[Exercise text]
Content starts

By Michael J. Rossi, BridgeTower Media Newswires
Anyone who has peeked at his or her cellphone during a Zoom meeting likely has recognized the potential for improper witness-coaching during a remote deposition.
When lawyers, the deponent and the court reporter are in physically different places, it is difficult for an attorney conducting a deposition to observe or control the way the deponent and his or her lawyer communicate.
Once testimony is underway, deposing counsel should ask the witness a series of questions to address the unique circumstances of a remote deposition.
Fortunately, there are some practical steps attorneys can take while conducting remote depositions to minimize the risk of improper witness-coaching.
Remote depositions likely will be a part of litigation practice for the foreseeable future. While many courts have issued orders permitting remote depositions due to the continuing challenges of conducting in-person depositions during the COVID-19 pandemic, they may well become routine even after the public health concerns subside.
Though there are pitfalls, there are also advantages to remote depositions in terms of cost and convenience.
Prohibitions on witness coaching
It is well-established that counsel and a deponent may not confer while a question is pending, except for the purpose of determining whether a privilege should be asserted.
In Massachusetts, for example, the 2001 Reporter’s Notes to Mass. R. Civ. P. 30(c) address the issue and state that “[j]ust as a lawyer may not interrupt the questioning of a witness in order to confer in private and develop strategy with the witness, nor should the lawyer be allowed to interrupt the flow of questions at a deposition.”
The Reporter’s Notes further observe that the use of private conferences between lawyer and deponent would serve to provide an “end-run” around previous amendments to Rule 30(c) intended to curtail suggestive objections by lawyers defending civil depositions.

Content ends

[Material provided]
Content starts

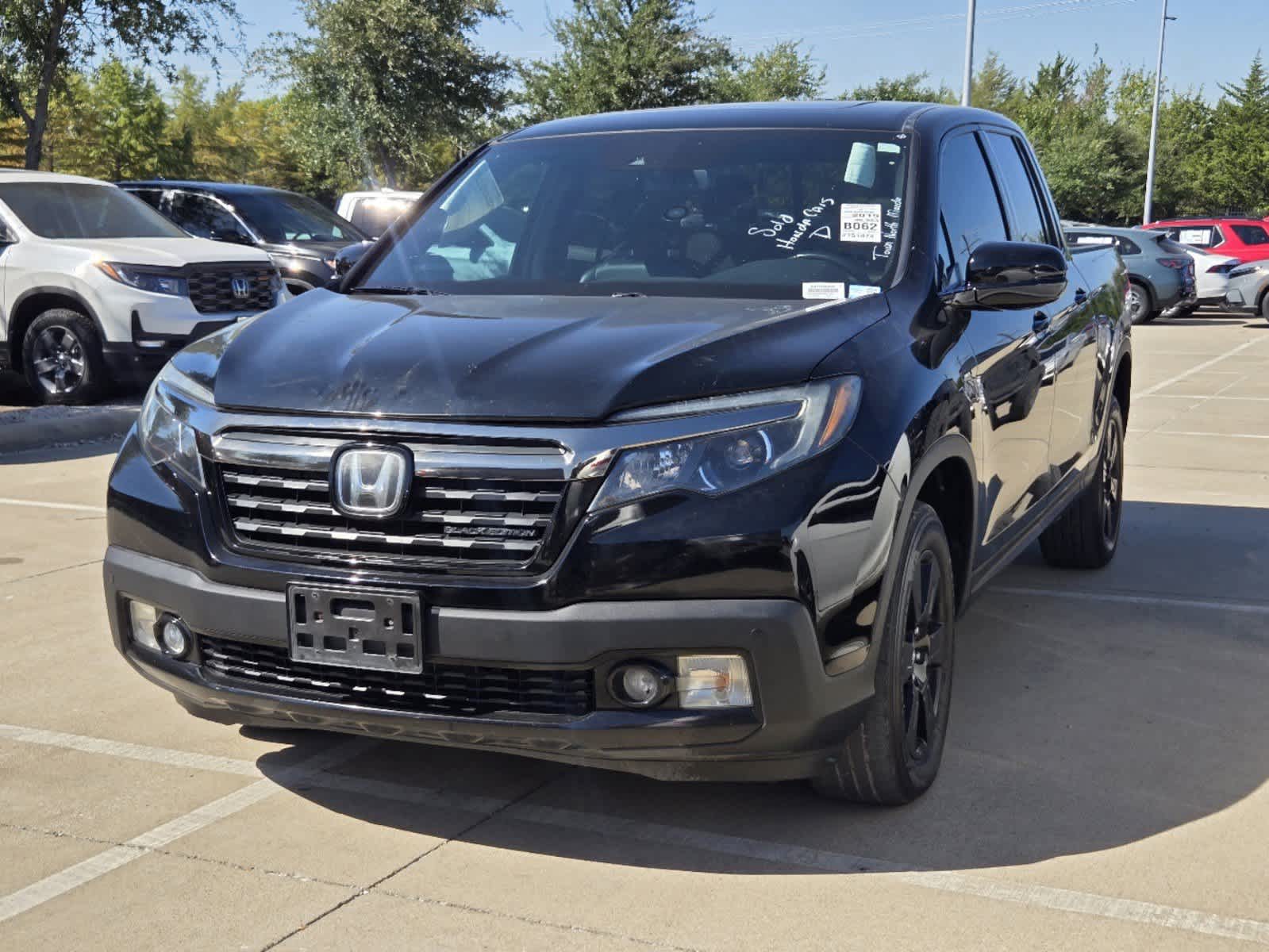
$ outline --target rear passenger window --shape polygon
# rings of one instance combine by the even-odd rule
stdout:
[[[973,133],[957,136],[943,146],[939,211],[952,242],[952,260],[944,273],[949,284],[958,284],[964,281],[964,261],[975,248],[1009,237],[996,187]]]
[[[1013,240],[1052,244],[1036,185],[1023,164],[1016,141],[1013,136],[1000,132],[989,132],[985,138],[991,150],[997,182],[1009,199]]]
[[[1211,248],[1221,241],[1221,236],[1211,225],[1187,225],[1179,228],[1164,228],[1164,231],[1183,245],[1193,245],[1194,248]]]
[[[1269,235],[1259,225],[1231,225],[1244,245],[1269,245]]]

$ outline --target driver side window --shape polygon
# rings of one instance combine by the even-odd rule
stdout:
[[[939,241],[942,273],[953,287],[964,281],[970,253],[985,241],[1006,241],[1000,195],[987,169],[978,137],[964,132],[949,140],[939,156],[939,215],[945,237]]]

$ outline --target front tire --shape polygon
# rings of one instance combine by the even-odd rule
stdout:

Content ends

[Tasks to complete]
#1 From the article on remote depositions, return the passage starting at "Fortunately, there are" and ending at "should be asserted.", copied word for word.
#2 According to the article on remote depositions, for what single purpose may counsel and a deponent confer while a question is pending?

[Written answers]
#1
Fortunately, there are some practical steps attorneys can take while conducting remote depositions to minimize the risk of improper witness-coaching.
Remote depositions likely will be a part of litigation practice for the foreseeable future. While many courts have issued orders permitting remote depositions due to the continuing challenges of conducting in-person depositions during the COVID-19 pandemic, they may well become routine even after the public health concerns subside.
Though there are pitfalls, there are also advantages to remote depositions in terms of cost and convenience.
Prohibitions on witness coaching
It is well-established that counsel and a deponent may not confer while a question is pending, except for the purpose of determining whether a privilege should be asserted.

#2 To determine whether a privilege should be asserted.